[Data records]
————————
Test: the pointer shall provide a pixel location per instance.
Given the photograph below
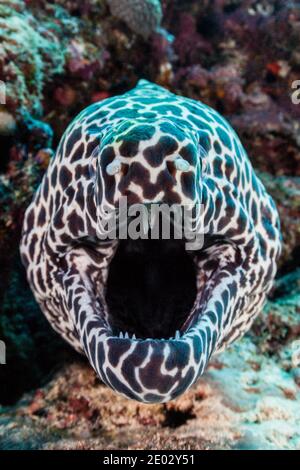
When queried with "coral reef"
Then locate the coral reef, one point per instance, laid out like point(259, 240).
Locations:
————————
● **EXERCISE GOAL**:
Could you return all lines from the records that include the word "reef"?

● **OUTPUT BELOW**:
When queried with "coral reef"
Then locate the coral reef, one point per instance, laid out like point(259, 240).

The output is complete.